Teks Halaman:
========

Sejak tahun 1924, dengan keputusan Léon Bérard, program sekolah dan jumlah jam mengajar disamaratakan baik untuk anak perempuan maupun  laki-laki. Hal ini memungkinkan anak perempuan untuk lulus SMA dan dapat melanjutkan ke pendidikan tinggi.

1975: Sekolah Campuran (Laki-laki dan Perempuan) Semakin Meluas

Pada tahun 1975, pendidikan campuran yang dilakukan secara bertahap sejak masa pasca perang, menjadi umum dan meluas di semua jenjang pendidikan (dari pendidikan dasar hingga pendidikan tinggi). Namun, beberapa grandes écolestertentu  (institut ilmiah untuk pata pemuda dan untuk masuknya sangat sulit) tidak tercampur hingga tahun 1980-an (Politeknik pada tahun 1972, Saint-Cyr pada tahun 1983). Di bidang pendidikan tinggi, berbagai sektor masih mengalami feminisasi yang sangat timpang.

========

Item yang Ditampilkan:
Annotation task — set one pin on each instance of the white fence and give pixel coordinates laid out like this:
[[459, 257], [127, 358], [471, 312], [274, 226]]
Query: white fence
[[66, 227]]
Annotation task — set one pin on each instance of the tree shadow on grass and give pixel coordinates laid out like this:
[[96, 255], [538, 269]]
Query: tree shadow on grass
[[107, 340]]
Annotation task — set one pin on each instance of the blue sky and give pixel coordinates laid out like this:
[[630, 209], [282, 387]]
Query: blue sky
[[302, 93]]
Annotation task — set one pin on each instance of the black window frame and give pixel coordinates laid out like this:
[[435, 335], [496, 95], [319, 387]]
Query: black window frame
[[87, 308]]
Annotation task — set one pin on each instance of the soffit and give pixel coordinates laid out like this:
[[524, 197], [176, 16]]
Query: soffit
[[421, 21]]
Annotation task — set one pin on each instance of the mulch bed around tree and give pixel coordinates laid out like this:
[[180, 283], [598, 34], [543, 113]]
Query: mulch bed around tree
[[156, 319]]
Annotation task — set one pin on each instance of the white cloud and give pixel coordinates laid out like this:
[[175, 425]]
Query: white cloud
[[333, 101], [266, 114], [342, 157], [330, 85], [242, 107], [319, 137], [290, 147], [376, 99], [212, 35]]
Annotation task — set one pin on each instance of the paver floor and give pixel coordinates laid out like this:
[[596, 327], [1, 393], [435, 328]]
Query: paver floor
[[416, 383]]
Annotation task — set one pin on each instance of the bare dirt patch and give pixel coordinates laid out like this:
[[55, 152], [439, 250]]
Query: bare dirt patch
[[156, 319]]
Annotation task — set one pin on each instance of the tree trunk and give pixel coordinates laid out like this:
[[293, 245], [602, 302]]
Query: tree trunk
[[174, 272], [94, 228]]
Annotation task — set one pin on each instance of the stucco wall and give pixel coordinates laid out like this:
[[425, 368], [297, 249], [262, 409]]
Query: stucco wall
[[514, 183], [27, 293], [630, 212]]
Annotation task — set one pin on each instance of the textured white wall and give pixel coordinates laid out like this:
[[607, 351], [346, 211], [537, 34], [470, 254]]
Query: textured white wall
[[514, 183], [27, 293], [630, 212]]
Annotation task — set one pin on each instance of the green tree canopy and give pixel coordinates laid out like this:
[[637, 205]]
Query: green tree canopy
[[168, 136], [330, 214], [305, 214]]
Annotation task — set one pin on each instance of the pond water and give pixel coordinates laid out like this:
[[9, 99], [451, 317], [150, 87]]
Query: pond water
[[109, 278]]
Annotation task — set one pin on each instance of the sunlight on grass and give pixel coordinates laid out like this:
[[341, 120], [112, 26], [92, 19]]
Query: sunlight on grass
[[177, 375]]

========

Tugas yang Dikerjakan:
A. Tentukan apakah setiap pernyataan berikut sesuai dengan teks halaman, lalu jawab ya atau tidak disertai kutipan kata-kata teks yang menentukannya. (i) Sejak tahun 1924, program sekolah disamakan untuk anak perempuan dan laki-laki. (ii) Pada tahun 1975, pendidikan campuran hanya berlaku di pendidikan dasar. (iii) Di bidang pendidikan tinggi, semua sektor sudah seimbang antara laki-laki dan perempuan.
B. Salin persis bagian teks halaman dari "Pada tahun 1975, pendidikan" sampai "yang sangat timpang.".

Hasil yang Diharapkan:
A.
(i) Ya: "program sekolah dan jumlah jam mengajar disamaratakan"
(ii) Tidak: "menjadi umum dan meluas di semua jenjang pendidikan (dari pendidikan dasar hingga pendidikan tinggi)"
(iii) Tidak: "berbagai sektor masih mengalami feminisasi yang sangat timpang"

B.
Pada tahun 1975, pendidikan campuran yang dilakukan secara bertahap sejak masa pasca perang, menjadi umum dan meluas di semua jenjang pendidikan (dari pendidikan dasar hingga pendidikan tinggi). Namun, beberapa grandes écolestertentu  (institut ilmiah untuk pata pemuda dan untuk masuknya sangat sulit) tidak tercampur hingga tahun 1980-an (Politeknik pada tahun 1972, Saint-Cyr pada tahun 1983). Di bidang pendidikan tinggi, berbagai sektor masih mengalami feminisasi yang sangat timpang.